> [Texte]

────────────────────

TRIMESTRIEL DE L’INTELLIGENCE TECHNOLOGIQUE #2
La photosynthèse permet d’utiliser à la fois l’énergie de la lumière du soleil et le carbone du gaz carbonique CO2 pour élaborer presque toute la matière organique de la biosphère. Ce processus très robuste de plusieurs milliards d’années s’est adapté aux changements de l’environnement au cours des différentes périodes géologiques tout en conservant une grande stabilité dans ses mécanismes de base. Les avancées dans les technologies de la génomique et de l’ingénierie génétique ont conduit récemment à des résultats spectaculaires permettant d’envisager à court terme d’augmenter l’efficacité de la photosynthèse.
Auteurs : Jean-François Morot-Gaudry, Académie d’Agriculture de France et Alain Michel Boudet, Académie des Technologies
Editeur : La fondation de l’Académie des technologies
La photosynthèse est un processus très robuste qui a connu une très grande stabilité au cours de l’histoire de la Terre, en particulier pour les mécanismes de capture et de transformation de l’énergie de la lumière en énergie chimique. Il en est de même de l’enzyme de fixation du carbone, la rubisco. Toutefois, des avancées récentes dans la biologie des systèmes, la génomique et la biologie de synthèse permettent d’envisager des ruptures dans l’optimisation contrôlée des processus photosynthétiques :
– mise au point d’un mécanisme de concentration en CO2 au sein des cellules photosynthétiques pour favoriser la fonction carboxylase de la rubisco et augmenter en conséquence la productivité primaire des plantes d’intérêt agronomique.

────────────────────

Entrées du jeu de données:
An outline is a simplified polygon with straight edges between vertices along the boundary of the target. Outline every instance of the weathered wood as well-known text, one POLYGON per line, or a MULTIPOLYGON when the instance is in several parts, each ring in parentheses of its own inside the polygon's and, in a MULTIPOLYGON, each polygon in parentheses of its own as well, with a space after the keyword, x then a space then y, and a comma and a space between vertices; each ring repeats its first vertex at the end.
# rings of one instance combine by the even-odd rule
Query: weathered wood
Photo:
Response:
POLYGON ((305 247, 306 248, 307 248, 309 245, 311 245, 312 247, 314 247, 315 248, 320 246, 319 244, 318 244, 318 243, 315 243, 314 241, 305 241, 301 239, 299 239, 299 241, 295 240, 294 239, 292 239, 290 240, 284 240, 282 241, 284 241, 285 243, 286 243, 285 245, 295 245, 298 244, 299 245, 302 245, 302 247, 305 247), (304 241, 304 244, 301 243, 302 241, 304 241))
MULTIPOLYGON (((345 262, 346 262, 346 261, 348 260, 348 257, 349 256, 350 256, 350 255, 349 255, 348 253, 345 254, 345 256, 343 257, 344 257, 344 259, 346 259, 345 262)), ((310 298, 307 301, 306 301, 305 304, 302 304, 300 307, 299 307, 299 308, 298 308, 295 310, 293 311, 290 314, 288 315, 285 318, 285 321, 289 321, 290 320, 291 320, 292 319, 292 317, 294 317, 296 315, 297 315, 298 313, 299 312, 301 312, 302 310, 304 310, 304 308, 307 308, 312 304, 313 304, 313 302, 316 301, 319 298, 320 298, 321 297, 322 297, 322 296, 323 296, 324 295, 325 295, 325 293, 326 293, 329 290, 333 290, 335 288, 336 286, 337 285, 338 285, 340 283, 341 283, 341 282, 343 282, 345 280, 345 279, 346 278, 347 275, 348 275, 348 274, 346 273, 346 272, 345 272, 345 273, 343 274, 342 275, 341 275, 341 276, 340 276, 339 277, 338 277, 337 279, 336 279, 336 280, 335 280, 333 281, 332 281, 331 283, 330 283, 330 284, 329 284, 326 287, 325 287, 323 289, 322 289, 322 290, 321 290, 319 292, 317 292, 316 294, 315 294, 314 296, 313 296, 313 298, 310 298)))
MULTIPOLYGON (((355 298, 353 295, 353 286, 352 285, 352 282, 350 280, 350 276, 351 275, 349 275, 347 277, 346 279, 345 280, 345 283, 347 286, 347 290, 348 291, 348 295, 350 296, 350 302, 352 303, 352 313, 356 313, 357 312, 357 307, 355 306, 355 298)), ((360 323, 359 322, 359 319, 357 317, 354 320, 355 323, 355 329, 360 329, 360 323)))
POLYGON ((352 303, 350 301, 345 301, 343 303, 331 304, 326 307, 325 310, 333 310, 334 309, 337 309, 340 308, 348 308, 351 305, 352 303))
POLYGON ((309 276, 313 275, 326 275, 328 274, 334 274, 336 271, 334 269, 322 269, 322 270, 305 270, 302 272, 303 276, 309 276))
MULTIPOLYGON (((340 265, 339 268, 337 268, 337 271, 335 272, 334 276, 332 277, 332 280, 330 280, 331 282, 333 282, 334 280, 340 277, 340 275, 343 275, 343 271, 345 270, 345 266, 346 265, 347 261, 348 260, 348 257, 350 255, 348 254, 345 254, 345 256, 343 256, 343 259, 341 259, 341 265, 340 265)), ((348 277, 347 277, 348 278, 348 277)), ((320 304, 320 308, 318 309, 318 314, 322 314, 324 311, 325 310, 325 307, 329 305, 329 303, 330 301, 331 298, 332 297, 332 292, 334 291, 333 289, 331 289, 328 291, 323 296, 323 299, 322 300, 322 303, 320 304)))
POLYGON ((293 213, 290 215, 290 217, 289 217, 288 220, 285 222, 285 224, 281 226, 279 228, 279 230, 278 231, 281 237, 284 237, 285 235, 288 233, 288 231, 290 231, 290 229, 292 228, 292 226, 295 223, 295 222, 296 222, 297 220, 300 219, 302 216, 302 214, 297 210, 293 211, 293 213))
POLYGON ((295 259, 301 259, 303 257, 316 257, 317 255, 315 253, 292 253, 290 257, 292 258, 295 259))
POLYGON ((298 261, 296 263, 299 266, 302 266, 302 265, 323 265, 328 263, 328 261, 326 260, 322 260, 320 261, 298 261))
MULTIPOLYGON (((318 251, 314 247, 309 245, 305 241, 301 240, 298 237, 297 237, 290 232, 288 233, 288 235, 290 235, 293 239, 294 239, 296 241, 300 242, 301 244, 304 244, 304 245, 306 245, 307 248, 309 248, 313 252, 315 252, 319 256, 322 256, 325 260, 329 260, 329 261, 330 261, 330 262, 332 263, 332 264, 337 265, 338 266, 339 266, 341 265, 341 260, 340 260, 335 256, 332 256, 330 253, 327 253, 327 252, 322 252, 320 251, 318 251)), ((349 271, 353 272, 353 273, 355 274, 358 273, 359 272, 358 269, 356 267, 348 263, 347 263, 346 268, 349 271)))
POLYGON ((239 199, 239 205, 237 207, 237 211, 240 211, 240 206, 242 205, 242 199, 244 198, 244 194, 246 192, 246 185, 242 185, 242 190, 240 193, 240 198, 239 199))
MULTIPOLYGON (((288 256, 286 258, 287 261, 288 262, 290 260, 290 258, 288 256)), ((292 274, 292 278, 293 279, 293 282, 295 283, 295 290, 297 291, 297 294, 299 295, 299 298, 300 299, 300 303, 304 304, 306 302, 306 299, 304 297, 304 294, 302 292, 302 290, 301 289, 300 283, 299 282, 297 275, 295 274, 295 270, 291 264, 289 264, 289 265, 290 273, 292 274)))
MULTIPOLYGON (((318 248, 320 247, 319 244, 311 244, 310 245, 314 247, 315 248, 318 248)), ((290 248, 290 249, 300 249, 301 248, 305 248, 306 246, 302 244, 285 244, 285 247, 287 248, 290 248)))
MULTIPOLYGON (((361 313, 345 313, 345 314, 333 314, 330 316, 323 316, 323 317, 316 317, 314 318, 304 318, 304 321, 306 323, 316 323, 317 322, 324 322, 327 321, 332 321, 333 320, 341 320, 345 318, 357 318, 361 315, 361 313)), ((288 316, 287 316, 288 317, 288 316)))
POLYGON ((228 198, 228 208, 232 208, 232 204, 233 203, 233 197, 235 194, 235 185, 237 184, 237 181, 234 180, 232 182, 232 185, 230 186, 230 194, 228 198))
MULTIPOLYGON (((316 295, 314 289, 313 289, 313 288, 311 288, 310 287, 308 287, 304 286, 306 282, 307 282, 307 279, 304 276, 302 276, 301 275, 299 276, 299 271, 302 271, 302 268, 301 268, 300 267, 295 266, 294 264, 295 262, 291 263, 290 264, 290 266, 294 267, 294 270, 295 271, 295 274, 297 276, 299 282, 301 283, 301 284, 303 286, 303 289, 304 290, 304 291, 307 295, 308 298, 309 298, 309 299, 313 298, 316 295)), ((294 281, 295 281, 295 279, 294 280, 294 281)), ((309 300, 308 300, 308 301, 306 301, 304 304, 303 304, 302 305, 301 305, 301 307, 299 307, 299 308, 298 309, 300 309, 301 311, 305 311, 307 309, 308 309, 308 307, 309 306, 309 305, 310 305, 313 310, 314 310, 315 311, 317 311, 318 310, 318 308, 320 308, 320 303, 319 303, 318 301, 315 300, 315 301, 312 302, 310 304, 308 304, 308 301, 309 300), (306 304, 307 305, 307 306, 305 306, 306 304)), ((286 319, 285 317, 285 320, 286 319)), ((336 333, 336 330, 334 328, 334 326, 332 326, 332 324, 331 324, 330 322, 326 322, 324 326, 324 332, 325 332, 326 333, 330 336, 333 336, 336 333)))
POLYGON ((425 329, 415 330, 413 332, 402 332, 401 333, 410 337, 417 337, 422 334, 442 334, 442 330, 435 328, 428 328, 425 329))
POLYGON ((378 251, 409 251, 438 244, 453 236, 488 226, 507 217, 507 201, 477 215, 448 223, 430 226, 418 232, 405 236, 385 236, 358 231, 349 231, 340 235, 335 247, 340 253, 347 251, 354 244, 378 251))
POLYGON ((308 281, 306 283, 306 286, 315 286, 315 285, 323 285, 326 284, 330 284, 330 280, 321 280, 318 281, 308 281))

────────────────────

> [Tâches et exercices]
[1] Restituez fidèlement le passage du texte sur la photosynthèse qui commence aux mots « TRIMESTRIEL DE L’INTELLIGENCE » et s'achève après les mots « de la photosynthèse. ».
[2] D'après le texte sur la photosynthèse, répondez brièvement aux questions suivantes :
(a) Quel est le nom de l'enzyme de fixation du carbone ?
(b) Qui est l'éditeur du document ?
(c) Depuis combien de temps ce processus existe-t-il ?

> [Réponses apportées]
[1]
TRIMESTRIEL DE L’INTELLIGENCE TECHNOLOGIQUE #2
La photosynthèse permet d’utiliser à la fois l’énergie de la lumière du soleil et le carbone du gaz carbonique CO2 pour élaborer presque toute la matière organique de la biosphère. Ce processus très robuste de plusieurs milliards d’années s’est adapté aux changements de l’environnement au cours des différentes périodes géologiques tout en conservant une grande stabilité dans ses mécanismes de base. Les avancées dans les technologies de la génomique et de l’ingénierie génétique ont conduit récemment à des résultats spectaculaires permettant d’envisager à court terme d’augmenter l’efficacité de la photosynthèse.

[2]
(a) La rubisco.
(b) La fondation de l'Académie des technologies.
(c) Depuis plusieurs milliards d'années.